• Aim: Starting with the line that contains "In the photograph above, where can the chain" and continuing through the end of the listing, rewrite those lines with every "instance" swapped for "occurrence" and everything else left as it is.

[Named-object pointing listing]
□ □ □ □ □

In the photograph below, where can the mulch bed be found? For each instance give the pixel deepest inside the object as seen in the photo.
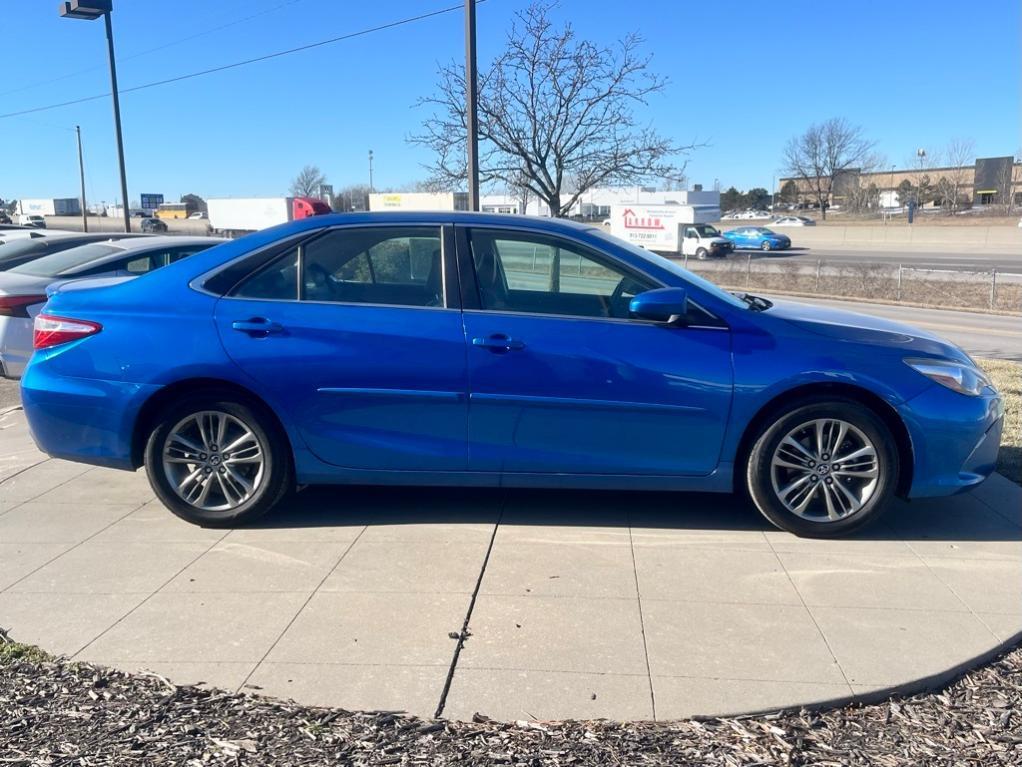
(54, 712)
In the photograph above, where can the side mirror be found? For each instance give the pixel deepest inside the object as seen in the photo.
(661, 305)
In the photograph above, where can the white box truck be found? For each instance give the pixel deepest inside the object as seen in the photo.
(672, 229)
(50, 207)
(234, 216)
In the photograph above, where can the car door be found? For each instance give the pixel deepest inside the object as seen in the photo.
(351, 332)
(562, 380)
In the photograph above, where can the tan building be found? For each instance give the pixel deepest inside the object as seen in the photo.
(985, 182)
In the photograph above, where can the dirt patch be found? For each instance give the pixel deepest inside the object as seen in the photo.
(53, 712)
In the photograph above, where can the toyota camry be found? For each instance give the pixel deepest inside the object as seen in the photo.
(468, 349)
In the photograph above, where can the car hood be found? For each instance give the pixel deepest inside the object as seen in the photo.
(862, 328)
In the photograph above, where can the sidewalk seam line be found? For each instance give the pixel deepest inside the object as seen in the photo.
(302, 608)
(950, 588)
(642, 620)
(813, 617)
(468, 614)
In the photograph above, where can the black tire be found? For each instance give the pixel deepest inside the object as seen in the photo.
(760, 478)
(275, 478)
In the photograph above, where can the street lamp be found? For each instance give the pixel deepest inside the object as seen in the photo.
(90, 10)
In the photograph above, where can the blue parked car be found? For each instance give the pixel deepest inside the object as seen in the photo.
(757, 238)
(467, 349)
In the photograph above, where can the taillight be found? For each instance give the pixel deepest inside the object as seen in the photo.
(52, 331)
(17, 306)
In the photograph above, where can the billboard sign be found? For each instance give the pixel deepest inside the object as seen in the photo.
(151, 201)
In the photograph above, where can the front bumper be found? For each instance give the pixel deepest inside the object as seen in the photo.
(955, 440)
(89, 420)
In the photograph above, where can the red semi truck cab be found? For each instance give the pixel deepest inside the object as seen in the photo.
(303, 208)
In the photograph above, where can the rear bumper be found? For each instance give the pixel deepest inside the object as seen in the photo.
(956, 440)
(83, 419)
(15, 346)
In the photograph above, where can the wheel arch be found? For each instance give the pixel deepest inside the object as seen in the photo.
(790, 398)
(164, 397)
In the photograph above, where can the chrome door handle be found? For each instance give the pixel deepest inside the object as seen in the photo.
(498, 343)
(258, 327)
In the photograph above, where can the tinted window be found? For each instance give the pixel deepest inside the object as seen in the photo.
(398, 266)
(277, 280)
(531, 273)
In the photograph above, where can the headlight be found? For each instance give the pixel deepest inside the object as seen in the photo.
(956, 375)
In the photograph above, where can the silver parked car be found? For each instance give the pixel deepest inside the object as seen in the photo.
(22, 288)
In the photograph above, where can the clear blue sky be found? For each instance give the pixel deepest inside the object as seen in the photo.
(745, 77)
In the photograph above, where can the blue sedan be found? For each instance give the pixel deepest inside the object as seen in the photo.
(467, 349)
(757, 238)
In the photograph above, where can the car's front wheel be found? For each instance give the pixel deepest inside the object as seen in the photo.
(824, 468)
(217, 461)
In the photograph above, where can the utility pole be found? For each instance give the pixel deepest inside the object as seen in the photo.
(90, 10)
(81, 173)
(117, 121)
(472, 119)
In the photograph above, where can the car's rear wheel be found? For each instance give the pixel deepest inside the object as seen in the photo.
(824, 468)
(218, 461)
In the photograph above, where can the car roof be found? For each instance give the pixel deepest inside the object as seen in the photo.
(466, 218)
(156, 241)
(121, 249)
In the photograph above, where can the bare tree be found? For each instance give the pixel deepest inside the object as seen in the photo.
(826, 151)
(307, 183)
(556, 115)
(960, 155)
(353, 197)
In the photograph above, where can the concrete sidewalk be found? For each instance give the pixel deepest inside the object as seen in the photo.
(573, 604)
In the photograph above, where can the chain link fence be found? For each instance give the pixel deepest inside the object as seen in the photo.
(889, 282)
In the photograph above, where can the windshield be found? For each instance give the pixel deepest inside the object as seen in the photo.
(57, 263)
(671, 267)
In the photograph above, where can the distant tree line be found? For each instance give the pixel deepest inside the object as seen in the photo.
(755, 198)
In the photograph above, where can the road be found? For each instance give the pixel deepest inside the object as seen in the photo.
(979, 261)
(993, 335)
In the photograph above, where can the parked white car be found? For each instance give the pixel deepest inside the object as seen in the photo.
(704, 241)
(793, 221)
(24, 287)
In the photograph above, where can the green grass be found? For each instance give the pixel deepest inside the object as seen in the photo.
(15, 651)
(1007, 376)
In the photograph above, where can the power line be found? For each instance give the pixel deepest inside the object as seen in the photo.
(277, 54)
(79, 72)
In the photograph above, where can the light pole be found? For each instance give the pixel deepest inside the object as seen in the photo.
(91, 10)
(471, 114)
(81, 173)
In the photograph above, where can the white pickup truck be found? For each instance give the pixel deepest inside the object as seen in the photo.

□ □ □ □ □

• Answer to this problem:
In the photograph above, where can the chain link fence be found? For each occurrence give the pixel deepest inside the object as seen in the photo.
(889, 282)
In the photograph above, where can the windshield be found? For each occurrence give the pixel deepest inside the object as seen in the photo.
(57, 263)
(671, 267)
In the photograph above, where can the distant tree line be found? For each occurrence give the pixel deepest inside the object as seen in the photo.
(755, 198)
In the photograph above, where can the road be found? For each occurrence give the pixel deepest inside the object as seen in the photo.
(979, 261)
(993, 335)
In the photograph above, where can the parked white car be found? For each occurrence give the pixel deepest inside the object as seen in the photo.
(704, 241)
(793, 221)
(24, 287)
In the photograph above, where can the green grass be found? For each occurrence give the pixel deepest inside the object as seen in the photo.
(15, 651)
(1007, 376)
In the photograph above, where can the power line be found? For each occurrence give the pixel deepest inside the object as seen in the photo.
(277, 54)
(79, 72)
In the photograph above, where can the light pole be found? For each occurrence give the pixel deepest inside the object as seen in the photo.
(91, 10)
(471, 114)
(81, 173)
In the photograph above, where can the white pickup truck be found? For each occurrence give the pixel deepest inside the object as seen in the photo.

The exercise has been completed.